> [EXCERTO DO DOCUMENTO]:
┄┄┄┄┄┄┄┄┄┄
Economia narrativa / 1 – Com a obra-prima literária do escritor de Abruzzo começa uma nova viagem através das histórias (e das palavras) guardiãs de um mundo
por Luigino Bruni
Original italiano publicado em Avvenire em 13/10/2024
«Por ordem do Governador são proibidas todas as argumentações»
Ignazio Silone, Fontamara, p. 89
Com Fontamara começa uma nova série através de algumas obras-primas da literatura, à procura de novas palavras para a economia e para o nosso tempo difícil.
Se nos bastasse a realidade, não teríamos necessidade da literatura. Somos infinitos – os romances encurtam a distância entre nós e a eternidade; somos desejo – os escritores aumentam as coisas desejáveis porque sonhar com os olhos fechados é demasiado pouco. A alegria alimenta-se também dos mundos criados pela literatura, a nossa justiça cresce enquanto nos indignamos ao ler um romance; aprendemos a pietas dos pais e dos amigos, mas também das fábulas e dos contos dos escritores. Não teríamos sido capazes de imaginar a terra prometida da democracia, da liberdade e dos direitos se não a tivéssemos encontrado nos mitos e nos romances, vislumbrada numa poesia. Conhecemos Deus porque a Bíblia no-lo ensinou através de histórias e as palavras humanas guardaram uma outra Palavra. Todas as fés acabarão no triste dia em que deixarmos de escrever histórias e de as contar.
“Ignazio Silone tem hoje a sua maturidade coroada e soberanamente fixada em obras de arte que são, ao mesmo tempo, o seu ‘cântico das criaturas’ e a sua visão apocalíptica da nova espiritualidade democrática… Pensamos fazer algo muito oportuno, oferecendo aqui, em apêndice ao nosso semanário, o seu primeiro romance que deu ao mundo internacional a sensação forte do sofrimento do povo italiano no regime fascista” (7 de março de 1945). Assim escrevia Ernesto Buonaiuti, fazendo a introdução da publicação dos primeiros capítulos de Fontamara, no primeiro número do seu semanário “Il Risveglio”. Buonaiuti, o grande e estimado professor de história do cristianismo em La Sapienza de Roma, está entre os doze académicos que não prestaram juramento pelo regime fascista, sacerdote excomungado pela igreja católica pelas suas teses modernistas – estamos ainda à espera da sua reabilitação, talvez em tempo do Jubileu.
┄┄┄┄┄┄┄┄┄┄
> [TAREFAS DO EXERCÍCIO]:
[1] Reproduza literalmente o trecho do texto sobre Fontamara que começa em "Ignazio Silone, Fontamara, p." e prossegue até "nosso tempo difícil.".
[2] Reescreva em forma de lista o parágrafo do texto sobre Fontamara que começa por "Ignazio Silone tem hoje a sua maturidade coroada" e mantenha os factos principais.
[3] Indique o jornal e a data da publicação original em italiano do texto sobre Fontamara.
Para resolver as tarefas, baseie-se somente no texto sobre Fontamara.
┄┄┄┄┄┄┄┄┄┄
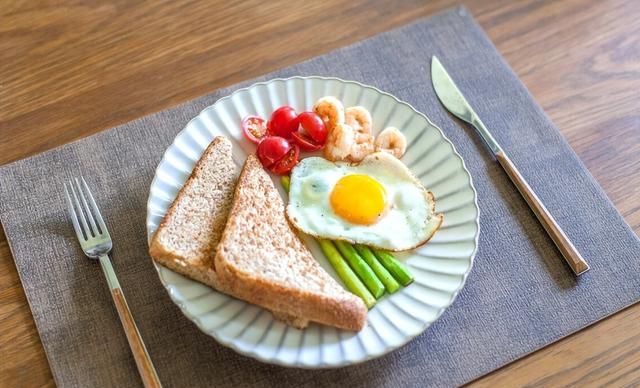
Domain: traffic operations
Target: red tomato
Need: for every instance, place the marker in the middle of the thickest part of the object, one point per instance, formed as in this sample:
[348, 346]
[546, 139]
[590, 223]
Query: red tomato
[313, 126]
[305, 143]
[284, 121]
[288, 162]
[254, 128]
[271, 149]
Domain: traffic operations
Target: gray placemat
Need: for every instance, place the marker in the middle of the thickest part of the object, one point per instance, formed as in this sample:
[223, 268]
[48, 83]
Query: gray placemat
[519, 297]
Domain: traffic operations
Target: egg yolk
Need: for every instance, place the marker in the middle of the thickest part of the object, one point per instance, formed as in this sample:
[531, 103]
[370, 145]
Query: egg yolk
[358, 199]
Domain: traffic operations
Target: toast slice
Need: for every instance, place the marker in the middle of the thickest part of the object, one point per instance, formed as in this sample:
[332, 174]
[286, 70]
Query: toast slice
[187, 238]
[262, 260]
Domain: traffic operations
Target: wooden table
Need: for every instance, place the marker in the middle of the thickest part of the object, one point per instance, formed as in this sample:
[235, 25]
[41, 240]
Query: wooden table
┄┄┄┄┄┄┄┄┄┄
> [RESPOSTAS COMPLETAS]:
[1]
Ignazio Silone, Fontamara, p. 89
Com Fontamara começa uma nova série através de algumas obras-primas da literatura, à procura de novas palavras para a economia e para o nosso tempo difícil.

[2]
- Ernesto Buonaiuti escreveu a introdução à publicação dos primeiros capítulos de Fontamara no primeiro número do seu semanário "Il Risveglio", a 7 de março de 1945.
- Nessa introdução apresentava Fontamara como o primeiro romance de Silone, que deu ao mundo internacional a sensação forte do sofrimento do povo italiano no regime fascista.
- Buonaiuti foi professor de história do cristianismo em La Sapienza de Roma.
- Foi um dos doze académicos que não prestaram juramento ao regime fascista.
- Era sacerdote e foi excomungado pela Igreja Católica pelas suas teses modernistas.
- A sua reabilitação ainda é aguardada, talvez em tempo do Jubileu.

[3] Foi publicado em Avvenire, a 13/10/2024.